Passage given =>
Seasons of the Spirit ~ SeasonsFUSION

Lectionary resources for worship, faith formation, and service

Challenging Injustice | 1 Kings 21:1-21a


Copyright © Jerry Alexander

There’s an Australian film called The Castle which, at first glance, seems to be just a fun and irreverent look at a typical “blue-collar” Australian family. They are about to lose their home to the airport, which is planning to expand. Except they don’t want to go.

It is abundantly clear that the house they don’t want to leave does not have a lot going for it. It’s next to the airport for starters, and modest, to put it mildly. But there’s more to it than that.

That house, with its hole in the roof, and rather tacky patio, and dogs in the backyard, is the family’s home. Their memories are here. Their stories live in the walls of this house. It is the place the incarcerated son longs to return to. It is their home.

That ultimately is what saves the house for them. When they are in the High Court of Australia the argument is put forward that the government has the right to acquire a house, and pay fair compensation for it. But no one can put a price on a home, and thus the government can acquire a house, but not a home.

Entries supplied =>
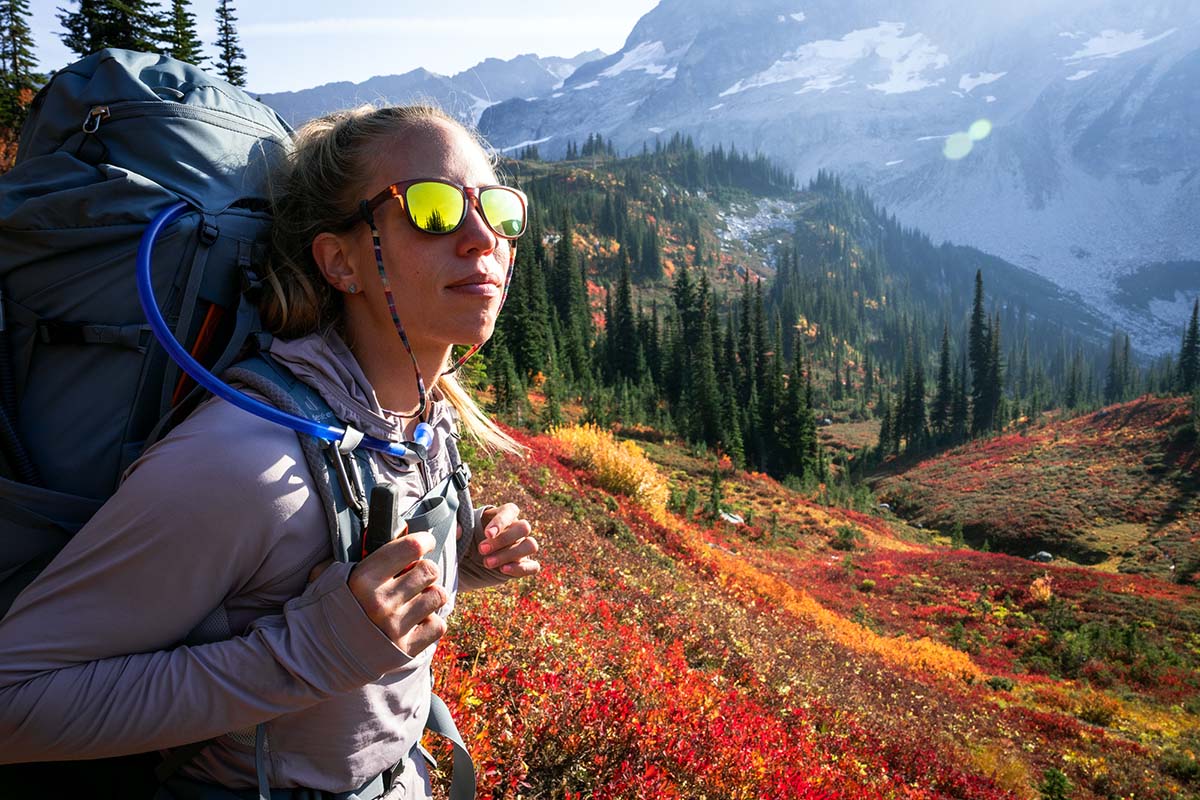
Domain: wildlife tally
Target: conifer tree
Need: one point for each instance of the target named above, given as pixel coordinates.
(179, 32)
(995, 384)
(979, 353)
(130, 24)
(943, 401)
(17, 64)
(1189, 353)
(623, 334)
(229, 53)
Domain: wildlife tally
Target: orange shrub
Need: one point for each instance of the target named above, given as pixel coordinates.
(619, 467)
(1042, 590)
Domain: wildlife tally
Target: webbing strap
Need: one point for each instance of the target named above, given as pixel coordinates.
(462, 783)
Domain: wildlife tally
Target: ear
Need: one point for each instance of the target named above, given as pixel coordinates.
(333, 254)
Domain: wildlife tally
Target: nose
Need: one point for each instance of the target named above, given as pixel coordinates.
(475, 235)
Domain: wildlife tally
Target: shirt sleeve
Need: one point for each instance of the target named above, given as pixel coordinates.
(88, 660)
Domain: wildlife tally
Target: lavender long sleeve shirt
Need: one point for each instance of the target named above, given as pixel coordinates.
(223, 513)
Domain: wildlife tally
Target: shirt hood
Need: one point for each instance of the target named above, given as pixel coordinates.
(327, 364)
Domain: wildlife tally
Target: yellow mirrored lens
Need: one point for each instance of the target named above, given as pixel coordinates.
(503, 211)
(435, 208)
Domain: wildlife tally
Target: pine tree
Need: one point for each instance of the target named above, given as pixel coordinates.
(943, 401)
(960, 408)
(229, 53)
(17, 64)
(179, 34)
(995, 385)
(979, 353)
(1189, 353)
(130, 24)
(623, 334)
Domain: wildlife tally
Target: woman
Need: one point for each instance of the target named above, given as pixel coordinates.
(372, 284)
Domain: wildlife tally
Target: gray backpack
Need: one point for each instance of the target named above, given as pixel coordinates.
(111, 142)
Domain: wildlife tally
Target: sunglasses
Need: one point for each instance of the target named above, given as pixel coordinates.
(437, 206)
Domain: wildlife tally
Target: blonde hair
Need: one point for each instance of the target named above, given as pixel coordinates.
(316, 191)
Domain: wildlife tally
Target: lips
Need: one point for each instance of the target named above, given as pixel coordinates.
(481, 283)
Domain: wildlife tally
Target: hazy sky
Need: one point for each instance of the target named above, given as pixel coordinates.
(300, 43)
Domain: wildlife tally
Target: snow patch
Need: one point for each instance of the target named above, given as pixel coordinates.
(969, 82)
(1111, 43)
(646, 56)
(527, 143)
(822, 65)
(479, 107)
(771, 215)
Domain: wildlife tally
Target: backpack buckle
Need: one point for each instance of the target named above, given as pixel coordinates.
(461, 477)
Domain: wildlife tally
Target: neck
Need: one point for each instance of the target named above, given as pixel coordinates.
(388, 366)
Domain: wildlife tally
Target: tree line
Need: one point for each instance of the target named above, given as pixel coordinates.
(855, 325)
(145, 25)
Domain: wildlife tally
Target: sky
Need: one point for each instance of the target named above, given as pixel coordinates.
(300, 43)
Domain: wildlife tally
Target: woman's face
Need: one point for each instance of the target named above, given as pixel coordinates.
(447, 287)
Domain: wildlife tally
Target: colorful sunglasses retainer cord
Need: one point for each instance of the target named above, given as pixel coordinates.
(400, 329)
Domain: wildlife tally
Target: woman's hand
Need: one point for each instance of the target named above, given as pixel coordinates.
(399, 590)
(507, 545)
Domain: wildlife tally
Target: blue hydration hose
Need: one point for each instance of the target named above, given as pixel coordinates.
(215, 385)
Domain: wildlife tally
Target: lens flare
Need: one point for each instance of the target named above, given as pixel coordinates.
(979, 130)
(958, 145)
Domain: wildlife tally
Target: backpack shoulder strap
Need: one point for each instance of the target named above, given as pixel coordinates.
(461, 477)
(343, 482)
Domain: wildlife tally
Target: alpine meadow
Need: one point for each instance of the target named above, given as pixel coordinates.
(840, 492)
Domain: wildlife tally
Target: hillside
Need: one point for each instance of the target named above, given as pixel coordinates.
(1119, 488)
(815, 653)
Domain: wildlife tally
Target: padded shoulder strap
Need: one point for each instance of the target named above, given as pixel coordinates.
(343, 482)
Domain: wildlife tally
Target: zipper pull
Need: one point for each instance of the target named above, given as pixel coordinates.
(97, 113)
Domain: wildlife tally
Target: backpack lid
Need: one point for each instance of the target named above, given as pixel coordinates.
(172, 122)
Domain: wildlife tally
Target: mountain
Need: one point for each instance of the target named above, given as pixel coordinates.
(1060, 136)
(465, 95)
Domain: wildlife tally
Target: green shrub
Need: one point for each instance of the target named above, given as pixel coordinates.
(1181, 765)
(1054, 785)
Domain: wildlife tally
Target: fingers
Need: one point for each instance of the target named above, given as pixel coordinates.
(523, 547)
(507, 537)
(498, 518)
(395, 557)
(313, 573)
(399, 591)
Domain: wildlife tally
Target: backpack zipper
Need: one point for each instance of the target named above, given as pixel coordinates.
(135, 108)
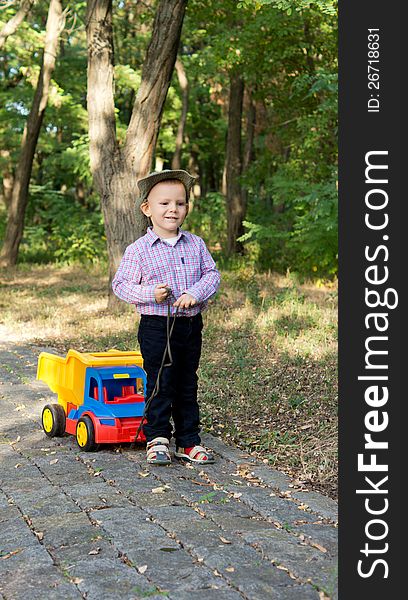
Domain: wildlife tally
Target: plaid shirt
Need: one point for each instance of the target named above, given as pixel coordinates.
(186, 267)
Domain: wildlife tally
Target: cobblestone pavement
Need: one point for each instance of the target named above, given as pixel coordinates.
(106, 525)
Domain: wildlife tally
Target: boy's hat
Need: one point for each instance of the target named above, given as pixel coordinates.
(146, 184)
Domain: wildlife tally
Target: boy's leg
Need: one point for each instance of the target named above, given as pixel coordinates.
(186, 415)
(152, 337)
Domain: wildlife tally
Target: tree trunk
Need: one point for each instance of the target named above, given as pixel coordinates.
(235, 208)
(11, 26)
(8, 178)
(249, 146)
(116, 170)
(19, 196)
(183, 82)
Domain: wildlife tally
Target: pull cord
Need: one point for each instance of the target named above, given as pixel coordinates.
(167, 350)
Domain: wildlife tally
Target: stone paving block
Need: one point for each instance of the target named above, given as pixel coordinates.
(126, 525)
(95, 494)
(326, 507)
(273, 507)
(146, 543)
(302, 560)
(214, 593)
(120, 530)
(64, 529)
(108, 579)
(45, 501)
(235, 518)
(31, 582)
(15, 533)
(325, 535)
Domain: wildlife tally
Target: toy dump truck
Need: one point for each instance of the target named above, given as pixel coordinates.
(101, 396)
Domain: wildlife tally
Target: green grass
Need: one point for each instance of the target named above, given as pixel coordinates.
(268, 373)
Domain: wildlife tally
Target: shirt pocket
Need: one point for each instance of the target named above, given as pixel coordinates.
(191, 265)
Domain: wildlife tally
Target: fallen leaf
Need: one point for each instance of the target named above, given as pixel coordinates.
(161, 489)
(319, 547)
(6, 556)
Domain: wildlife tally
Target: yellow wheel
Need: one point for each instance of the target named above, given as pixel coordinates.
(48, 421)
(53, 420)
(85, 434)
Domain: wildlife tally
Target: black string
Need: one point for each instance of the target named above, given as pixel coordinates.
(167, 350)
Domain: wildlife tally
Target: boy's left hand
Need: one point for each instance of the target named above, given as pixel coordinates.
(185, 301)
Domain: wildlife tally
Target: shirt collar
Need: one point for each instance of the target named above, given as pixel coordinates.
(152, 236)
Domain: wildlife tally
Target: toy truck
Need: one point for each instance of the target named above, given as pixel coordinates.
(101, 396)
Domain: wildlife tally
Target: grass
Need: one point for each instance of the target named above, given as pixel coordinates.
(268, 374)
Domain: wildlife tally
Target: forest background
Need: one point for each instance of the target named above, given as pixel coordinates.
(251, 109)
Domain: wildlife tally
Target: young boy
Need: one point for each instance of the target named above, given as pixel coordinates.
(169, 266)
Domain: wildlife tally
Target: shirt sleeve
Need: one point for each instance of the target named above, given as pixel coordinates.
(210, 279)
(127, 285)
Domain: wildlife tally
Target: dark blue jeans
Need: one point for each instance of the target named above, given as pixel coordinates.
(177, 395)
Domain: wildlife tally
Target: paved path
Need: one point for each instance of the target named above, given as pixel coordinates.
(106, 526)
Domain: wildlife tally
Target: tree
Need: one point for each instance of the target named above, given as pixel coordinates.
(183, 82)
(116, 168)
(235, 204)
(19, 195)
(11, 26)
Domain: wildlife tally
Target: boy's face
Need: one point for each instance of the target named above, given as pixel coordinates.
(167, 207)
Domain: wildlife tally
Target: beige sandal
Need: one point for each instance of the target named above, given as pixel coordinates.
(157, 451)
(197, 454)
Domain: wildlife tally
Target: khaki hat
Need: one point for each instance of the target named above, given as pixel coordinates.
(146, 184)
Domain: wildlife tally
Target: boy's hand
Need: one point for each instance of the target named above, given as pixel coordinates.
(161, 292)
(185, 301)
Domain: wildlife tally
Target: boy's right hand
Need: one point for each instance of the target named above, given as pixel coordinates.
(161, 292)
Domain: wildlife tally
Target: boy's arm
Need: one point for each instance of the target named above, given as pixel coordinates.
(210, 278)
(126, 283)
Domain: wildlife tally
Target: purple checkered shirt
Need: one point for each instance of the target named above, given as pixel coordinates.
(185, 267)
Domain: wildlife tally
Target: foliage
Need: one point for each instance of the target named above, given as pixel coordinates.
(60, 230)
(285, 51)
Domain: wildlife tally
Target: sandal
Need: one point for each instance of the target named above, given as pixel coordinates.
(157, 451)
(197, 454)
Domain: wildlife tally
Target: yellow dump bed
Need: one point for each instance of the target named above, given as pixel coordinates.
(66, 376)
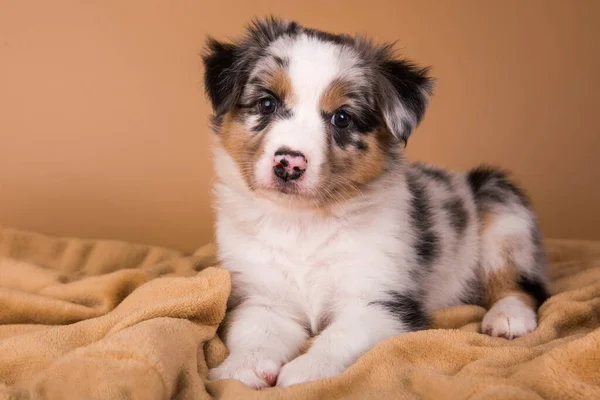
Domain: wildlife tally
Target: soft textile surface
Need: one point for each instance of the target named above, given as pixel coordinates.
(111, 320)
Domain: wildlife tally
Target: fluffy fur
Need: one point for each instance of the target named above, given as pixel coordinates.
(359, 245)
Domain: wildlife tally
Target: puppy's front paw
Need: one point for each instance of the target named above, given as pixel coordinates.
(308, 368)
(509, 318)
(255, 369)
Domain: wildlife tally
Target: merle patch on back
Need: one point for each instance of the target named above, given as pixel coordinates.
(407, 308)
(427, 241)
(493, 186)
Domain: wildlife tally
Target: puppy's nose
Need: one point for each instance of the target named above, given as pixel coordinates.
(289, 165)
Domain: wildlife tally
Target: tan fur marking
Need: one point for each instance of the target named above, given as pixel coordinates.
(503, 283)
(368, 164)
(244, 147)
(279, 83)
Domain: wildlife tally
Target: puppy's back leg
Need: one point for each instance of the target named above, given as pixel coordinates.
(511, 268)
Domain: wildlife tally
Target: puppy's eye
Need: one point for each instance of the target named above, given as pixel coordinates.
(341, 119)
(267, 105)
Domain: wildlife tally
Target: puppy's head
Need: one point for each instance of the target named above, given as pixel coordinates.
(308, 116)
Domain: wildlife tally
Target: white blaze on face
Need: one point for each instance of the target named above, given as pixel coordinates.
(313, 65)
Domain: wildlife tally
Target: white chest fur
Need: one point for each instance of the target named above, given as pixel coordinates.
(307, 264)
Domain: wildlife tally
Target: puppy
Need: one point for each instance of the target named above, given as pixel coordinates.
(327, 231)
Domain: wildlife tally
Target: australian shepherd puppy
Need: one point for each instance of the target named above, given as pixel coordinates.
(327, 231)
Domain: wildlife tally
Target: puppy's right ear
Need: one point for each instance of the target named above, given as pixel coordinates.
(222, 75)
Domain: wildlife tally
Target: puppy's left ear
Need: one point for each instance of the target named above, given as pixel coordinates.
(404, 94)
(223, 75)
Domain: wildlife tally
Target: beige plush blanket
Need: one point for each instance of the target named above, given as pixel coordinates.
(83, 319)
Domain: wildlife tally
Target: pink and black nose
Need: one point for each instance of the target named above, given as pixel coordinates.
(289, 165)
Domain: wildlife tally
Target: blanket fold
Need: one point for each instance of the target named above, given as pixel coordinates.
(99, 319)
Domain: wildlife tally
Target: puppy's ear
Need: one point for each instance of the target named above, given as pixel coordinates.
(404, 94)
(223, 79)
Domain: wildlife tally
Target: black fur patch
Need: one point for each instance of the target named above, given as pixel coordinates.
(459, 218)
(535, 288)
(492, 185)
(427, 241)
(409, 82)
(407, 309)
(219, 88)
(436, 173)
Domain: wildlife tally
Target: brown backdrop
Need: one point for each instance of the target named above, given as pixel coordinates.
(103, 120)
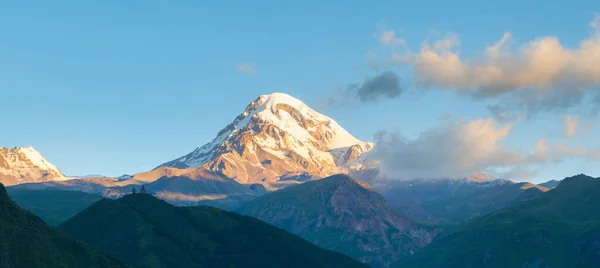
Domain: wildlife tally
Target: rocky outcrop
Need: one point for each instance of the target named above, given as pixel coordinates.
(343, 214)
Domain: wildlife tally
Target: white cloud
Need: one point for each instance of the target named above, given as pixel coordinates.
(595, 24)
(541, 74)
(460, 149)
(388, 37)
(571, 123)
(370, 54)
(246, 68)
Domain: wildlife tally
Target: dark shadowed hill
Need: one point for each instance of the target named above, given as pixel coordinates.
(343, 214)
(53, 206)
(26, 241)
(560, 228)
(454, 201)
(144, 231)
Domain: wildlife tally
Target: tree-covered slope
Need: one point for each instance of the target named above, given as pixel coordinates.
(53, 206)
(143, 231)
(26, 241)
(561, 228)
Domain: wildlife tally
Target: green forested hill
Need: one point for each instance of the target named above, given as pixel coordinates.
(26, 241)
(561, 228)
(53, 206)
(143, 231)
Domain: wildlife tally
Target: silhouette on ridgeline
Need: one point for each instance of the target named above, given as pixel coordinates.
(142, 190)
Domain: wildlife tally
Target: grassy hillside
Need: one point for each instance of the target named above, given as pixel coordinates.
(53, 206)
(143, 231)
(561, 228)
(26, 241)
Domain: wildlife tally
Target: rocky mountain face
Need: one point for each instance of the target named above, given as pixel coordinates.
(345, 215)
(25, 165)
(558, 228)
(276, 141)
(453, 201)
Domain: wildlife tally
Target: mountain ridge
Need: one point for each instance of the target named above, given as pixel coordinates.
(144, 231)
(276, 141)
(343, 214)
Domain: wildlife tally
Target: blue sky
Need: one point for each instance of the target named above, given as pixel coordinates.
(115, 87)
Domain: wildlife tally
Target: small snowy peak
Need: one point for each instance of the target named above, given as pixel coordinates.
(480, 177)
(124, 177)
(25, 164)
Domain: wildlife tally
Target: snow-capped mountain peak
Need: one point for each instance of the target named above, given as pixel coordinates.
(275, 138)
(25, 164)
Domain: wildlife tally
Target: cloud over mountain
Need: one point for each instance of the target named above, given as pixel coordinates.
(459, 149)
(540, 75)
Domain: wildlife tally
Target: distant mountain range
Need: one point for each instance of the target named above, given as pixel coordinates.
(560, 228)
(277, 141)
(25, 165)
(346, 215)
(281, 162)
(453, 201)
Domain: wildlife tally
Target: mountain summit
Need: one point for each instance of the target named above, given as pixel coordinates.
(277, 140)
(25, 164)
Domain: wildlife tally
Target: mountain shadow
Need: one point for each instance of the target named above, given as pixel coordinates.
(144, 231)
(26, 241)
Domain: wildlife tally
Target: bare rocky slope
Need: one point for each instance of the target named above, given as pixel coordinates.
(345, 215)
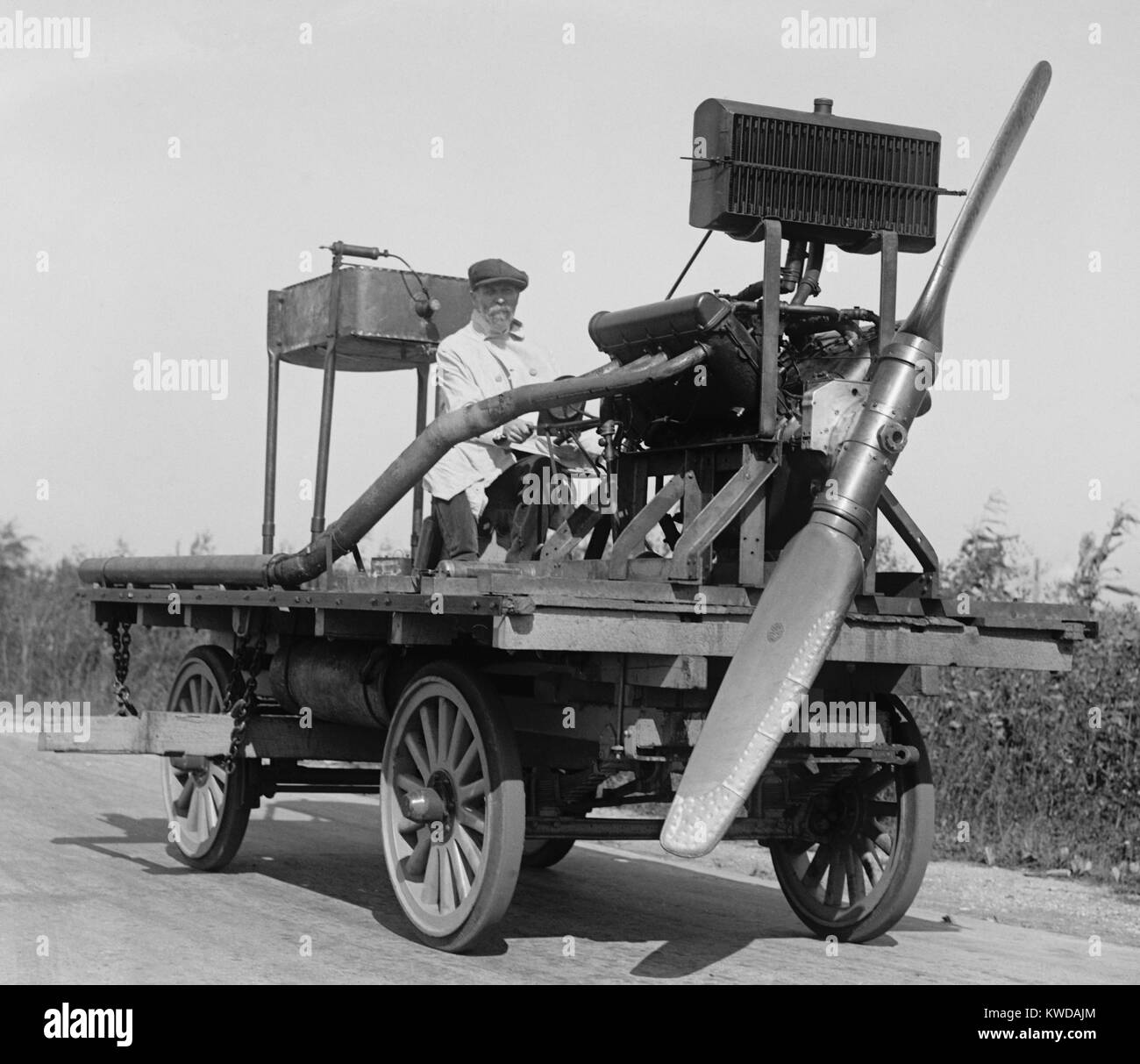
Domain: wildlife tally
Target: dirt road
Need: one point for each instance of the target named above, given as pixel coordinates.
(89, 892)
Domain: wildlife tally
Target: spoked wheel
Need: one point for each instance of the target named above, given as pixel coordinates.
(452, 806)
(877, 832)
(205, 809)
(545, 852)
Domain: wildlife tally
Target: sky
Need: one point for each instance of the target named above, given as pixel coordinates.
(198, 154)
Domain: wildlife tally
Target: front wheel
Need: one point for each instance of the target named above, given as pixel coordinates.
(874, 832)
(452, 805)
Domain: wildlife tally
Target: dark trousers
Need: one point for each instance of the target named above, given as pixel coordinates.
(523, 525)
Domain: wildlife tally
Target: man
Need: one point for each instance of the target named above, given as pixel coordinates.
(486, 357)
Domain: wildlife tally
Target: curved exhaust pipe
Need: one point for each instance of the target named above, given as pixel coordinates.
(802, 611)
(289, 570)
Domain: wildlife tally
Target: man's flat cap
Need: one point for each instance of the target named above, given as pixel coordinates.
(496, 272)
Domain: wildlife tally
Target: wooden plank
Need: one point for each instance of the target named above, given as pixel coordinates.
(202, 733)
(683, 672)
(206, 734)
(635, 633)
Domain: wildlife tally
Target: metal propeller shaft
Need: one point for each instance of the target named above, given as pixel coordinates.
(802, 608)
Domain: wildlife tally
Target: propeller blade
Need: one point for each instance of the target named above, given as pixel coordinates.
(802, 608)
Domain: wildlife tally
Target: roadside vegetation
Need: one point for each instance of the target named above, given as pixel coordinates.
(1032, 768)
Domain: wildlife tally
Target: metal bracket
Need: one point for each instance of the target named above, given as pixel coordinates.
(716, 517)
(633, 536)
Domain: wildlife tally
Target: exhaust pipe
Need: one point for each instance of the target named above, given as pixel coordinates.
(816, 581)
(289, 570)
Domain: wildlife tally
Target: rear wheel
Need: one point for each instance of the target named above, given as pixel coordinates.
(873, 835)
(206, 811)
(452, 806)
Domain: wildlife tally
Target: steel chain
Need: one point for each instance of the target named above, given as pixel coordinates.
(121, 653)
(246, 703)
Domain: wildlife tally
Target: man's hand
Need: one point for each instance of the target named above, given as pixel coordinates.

What to work on =>
a – List the features of the family's house that the reflection on The Castle names in the sentence beginning "That house, with its hole in the roof".
b – Write the next part of the reflection on The Castle, beginning after its final sentence.

Exercise results =>
a –
- A hole in the roof
- A rather tacky patio
- Dogs in the backyard

b –
Loosely veiled just beneath the surface is the larger issue of aboriginal land claims. In Australia, as in many other immigrant nations such as Canada and the United States, battles over land rights are still far from resolved. Much of it has to do with the fact that the immigrants wanted the land for what they saw it could give them – but first nations people saw in it story, and memory, and life. You cannot put a price on it.

That theme appears in this week’s reading from 1 Kings 21. Naboth doesn’t want to sell his vineyard – even though King Ahab offers a fair price – because it’s part of his family, part of his heritage, part of his identity. You cannot put a price on that. Often we read this story and get caught up in the intrigues of Queen Jezebel, and miss that subtle point that comes earlier – Naboth is hanging on to a vitally important part of his tradition, and Ahab thinks it’s irrelevant. Naboth – like many aboriginal peoples – will ultimately pay for it with his life.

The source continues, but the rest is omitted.